EXTRACT TO READ —
Let's start a coversation kinda tongue in cheek about this question. Also lets comment on the other way around . Your not a serious audiophile if you don't have ????? I will post my thoughts after several others have posted. Mike
Your not a audiophile if your wife or girlfriend tells you to take back the last item you just bought. And your a serious audiophile if you say you are not taking it back
I'll weigh in. You're not a serious audiophile if you aren't positive that that certain piece of extra gear won't extract just a little bit more performance from your system. Kinda like sailing!
You are a serious audiophile if you drink the koolaid and believe that a fuse can be worth $125 and make a night and day difference to the system performance!
You have new equipment delivered to your work address or you pick up from shippers so that you can bring in under the cover of darkness, thereby, keeping harmony in the family.
@sfar, That is so true. I always look at the pic’s from back>> to side/top >>to front. I am usually looking for balanced XLR connections or well spaced speaker terminals :>) Happy to see that I am not too weird.
Serious audiophiles can get into forum rant 'n raves that can go on endlessly about an esoteric item that drives other 'less serious 'philes' into an immediate lust for said item, regardless of price or appropriateness for Their system....the 'Just Because It Exists and It Might Help Factor'.
Lemmings act like that....fun to watch from a safe distance...;)
Keep it rollin', y'all. Funniest thing I've read here @ AG, and wayyy too close for the comfort of 'some'.
Oh, and y'all haven't even started in on 'speaker size' and comparative anatomy yet...the "taller the line source, the shorter the...." ;)
Your not a serious audiophile if you don't want to blow the dust off your ten year old CD player in the closet that you replaced with a multi thousand one 2 years ago . You don't want to know if the older one was just as good because it just can't be so why should I compare. Waste of time wouldn't you say??
You're not a serious audiophile if you don't run to check your tubes when your baby touches them while they're running hot! Afterwards maybe you check on your baby's fingers...
Funny. Let me try too. You are not a serious audiophile if you don't keep your cartridge at a constantly monitored precise temperature. You are not an audiophile at all if you can't hear the difference when you machine clean the same record with different fluids. You are definitely an audiophile if you still prefer reel to reel deck to anything else. You are a super audiophile if you always align the cartridge by ear.

THE EXERCISE — Can you write out the audiophile forum thread again, starting with "You're not a serious audiophile if you don't" and going on through "cartridge by ear.", swapping "cartridge" for "stylus" wherever it appears?

GIVEN INFORMATION —
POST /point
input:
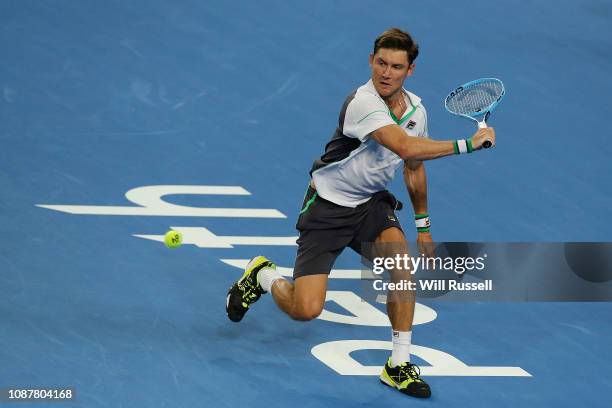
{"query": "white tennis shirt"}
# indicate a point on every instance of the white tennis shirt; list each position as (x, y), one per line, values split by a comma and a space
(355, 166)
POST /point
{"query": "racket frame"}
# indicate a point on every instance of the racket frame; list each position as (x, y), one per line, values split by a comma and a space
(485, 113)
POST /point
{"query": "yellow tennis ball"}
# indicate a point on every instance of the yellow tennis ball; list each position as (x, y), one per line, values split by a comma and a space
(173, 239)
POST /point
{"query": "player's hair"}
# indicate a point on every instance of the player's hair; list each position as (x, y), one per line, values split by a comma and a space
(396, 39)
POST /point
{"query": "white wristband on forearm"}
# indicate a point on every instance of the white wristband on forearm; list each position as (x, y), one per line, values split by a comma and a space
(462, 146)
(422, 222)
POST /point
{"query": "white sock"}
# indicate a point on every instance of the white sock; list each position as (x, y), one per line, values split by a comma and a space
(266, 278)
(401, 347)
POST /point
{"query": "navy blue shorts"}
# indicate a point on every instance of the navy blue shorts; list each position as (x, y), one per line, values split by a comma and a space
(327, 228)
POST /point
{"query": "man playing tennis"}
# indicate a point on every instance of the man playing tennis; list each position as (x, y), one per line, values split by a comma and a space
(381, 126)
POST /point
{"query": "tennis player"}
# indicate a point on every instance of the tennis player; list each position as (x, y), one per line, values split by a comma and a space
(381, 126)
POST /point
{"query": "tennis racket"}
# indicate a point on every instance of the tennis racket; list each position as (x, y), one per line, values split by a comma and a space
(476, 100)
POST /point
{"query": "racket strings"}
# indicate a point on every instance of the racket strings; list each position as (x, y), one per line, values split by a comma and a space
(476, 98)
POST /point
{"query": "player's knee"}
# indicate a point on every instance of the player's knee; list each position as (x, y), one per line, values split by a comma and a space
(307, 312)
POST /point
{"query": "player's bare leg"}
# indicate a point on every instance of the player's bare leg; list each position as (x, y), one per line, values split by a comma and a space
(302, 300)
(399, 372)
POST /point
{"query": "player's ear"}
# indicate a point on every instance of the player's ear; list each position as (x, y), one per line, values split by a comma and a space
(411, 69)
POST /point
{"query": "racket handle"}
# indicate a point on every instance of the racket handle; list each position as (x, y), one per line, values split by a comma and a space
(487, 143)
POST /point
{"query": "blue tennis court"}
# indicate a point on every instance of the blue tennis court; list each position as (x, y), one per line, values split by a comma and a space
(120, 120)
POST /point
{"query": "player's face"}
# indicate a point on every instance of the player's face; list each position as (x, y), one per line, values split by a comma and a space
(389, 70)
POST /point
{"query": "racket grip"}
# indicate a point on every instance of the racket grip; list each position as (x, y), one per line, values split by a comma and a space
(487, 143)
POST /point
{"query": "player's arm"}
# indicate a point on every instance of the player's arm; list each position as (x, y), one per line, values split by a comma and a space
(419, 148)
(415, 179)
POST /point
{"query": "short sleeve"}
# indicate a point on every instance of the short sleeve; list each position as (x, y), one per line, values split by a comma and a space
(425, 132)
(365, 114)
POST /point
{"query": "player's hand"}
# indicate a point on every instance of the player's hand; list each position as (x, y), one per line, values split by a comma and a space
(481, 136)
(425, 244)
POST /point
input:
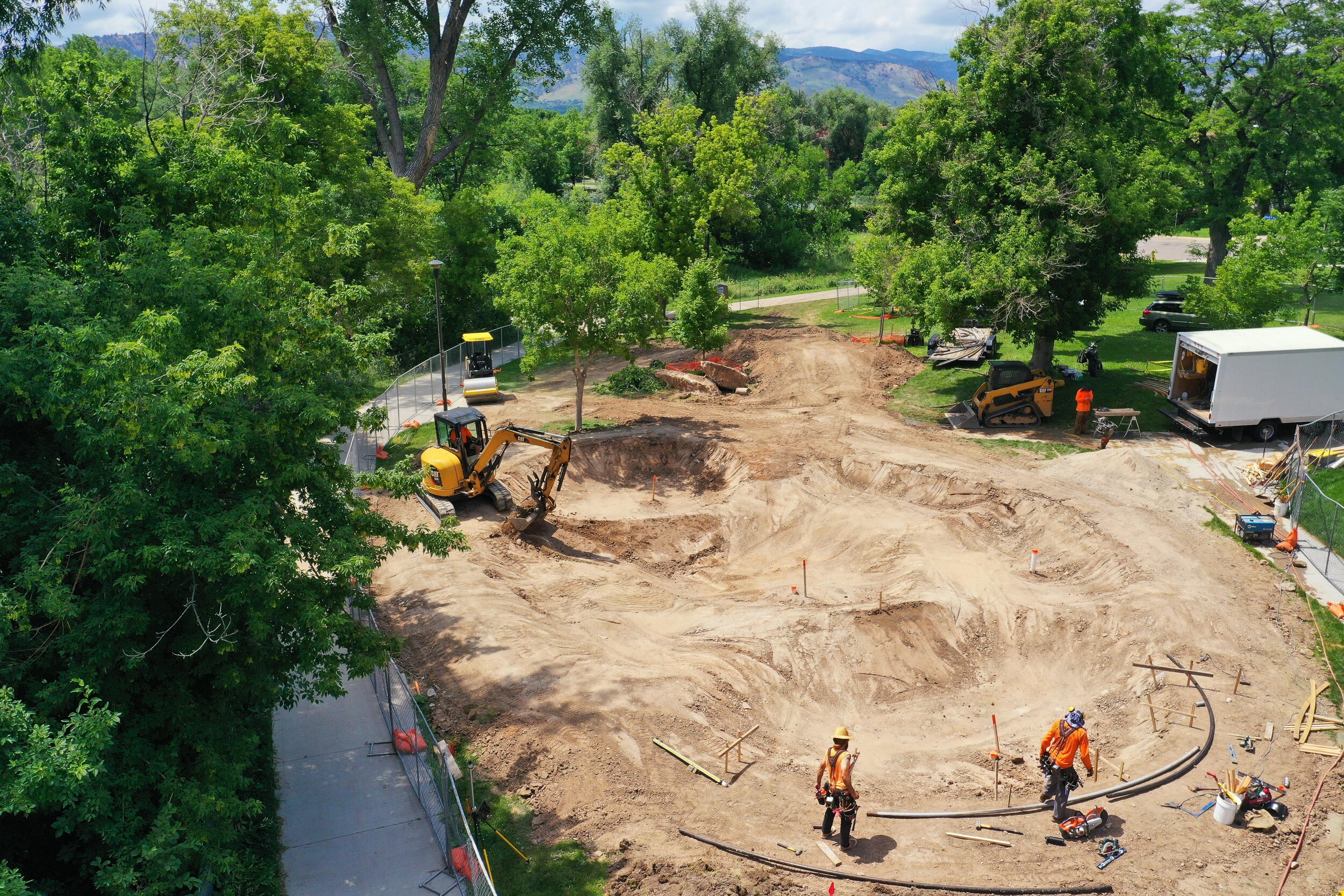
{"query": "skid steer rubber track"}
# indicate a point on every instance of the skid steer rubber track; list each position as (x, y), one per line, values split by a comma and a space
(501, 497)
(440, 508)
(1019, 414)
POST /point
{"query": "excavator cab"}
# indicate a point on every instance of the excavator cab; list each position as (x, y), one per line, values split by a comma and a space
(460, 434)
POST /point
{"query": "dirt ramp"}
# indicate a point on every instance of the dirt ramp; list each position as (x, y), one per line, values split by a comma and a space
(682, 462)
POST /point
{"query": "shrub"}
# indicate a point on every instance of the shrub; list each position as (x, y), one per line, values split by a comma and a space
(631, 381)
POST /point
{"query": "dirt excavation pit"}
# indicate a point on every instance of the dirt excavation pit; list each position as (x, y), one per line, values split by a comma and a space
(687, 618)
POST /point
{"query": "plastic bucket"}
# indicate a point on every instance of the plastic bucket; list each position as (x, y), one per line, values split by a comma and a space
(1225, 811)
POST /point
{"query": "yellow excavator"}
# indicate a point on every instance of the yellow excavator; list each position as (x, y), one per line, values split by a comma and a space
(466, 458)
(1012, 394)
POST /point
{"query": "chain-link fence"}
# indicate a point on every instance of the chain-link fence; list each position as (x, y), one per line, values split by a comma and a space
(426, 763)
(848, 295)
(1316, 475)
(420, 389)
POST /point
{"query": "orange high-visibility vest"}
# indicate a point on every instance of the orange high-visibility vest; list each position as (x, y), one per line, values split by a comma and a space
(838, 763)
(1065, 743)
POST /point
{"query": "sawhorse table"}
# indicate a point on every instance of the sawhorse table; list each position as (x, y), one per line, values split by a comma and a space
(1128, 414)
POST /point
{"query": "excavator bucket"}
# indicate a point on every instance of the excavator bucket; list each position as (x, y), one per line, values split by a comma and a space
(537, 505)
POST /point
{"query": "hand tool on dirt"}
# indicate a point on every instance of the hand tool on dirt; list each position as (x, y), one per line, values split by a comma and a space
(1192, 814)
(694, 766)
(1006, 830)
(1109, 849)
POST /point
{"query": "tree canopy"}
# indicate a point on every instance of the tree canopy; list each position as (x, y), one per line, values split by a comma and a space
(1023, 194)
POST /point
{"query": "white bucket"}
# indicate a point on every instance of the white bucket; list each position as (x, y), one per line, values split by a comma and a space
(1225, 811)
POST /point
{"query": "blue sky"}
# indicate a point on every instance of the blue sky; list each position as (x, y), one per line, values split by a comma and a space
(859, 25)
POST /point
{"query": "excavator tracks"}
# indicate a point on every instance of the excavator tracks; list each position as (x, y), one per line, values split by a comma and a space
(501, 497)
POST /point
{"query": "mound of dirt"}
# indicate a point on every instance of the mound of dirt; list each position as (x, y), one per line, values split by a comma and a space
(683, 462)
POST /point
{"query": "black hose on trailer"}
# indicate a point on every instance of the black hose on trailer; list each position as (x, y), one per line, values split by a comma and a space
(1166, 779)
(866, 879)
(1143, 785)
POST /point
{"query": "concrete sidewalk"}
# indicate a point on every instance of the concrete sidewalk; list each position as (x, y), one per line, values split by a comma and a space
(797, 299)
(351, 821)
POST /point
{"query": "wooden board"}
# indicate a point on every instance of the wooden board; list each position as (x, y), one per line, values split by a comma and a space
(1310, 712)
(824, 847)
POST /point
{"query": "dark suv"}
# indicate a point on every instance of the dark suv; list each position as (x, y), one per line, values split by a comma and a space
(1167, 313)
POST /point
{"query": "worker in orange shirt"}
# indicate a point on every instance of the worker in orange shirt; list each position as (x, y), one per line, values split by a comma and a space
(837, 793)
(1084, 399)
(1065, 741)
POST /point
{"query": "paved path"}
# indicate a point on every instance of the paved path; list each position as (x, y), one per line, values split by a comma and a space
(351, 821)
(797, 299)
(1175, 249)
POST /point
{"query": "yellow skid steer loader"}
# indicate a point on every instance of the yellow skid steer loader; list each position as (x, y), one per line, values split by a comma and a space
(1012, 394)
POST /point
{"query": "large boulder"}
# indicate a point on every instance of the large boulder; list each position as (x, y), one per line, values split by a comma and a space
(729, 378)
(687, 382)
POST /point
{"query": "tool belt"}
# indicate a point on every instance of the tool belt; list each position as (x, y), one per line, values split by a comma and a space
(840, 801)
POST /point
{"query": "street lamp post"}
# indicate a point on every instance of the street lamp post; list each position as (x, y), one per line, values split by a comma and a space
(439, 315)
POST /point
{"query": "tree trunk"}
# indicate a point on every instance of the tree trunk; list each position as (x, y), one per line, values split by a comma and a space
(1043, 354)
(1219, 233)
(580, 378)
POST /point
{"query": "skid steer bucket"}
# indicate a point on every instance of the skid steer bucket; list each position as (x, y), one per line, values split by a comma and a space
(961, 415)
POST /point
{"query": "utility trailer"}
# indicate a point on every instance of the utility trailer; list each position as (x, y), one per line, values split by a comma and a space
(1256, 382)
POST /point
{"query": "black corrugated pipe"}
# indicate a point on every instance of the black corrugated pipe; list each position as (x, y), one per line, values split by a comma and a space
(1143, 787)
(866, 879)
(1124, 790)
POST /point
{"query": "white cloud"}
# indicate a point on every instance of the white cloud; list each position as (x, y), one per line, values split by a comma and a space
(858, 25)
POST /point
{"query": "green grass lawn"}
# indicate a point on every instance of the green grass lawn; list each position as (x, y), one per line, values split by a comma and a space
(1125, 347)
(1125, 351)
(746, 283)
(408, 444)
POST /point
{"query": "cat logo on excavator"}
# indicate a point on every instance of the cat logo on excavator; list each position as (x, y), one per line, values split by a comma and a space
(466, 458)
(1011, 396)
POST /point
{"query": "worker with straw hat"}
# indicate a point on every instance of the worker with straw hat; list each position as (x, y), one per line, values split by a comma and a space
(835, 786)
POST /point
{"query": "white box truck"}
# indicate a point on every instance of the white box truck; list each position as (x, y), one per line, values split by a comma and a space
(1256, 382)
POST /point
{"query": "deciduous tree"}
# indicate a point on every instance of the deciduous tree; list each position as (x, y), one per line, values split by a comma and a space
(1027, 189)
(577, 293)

EXERCISE RESULT —
You're not a serious audiophile if you don't run to check your tubes when your baby touches them while they're running hot! Afterwards maybe you check on your baby's fingers...
Funny. Let me try too. You are not a serious audiophile if you don't keep your stylus at a constantly monitored precise temperature. You are not an audiophile at all if you can't hear the difference when you machine clean the same record with different fluids. You are definitely an audiophile if you still prefer reel to reel deck to anything else. You are a super audiophile if you always align the stylus by ear.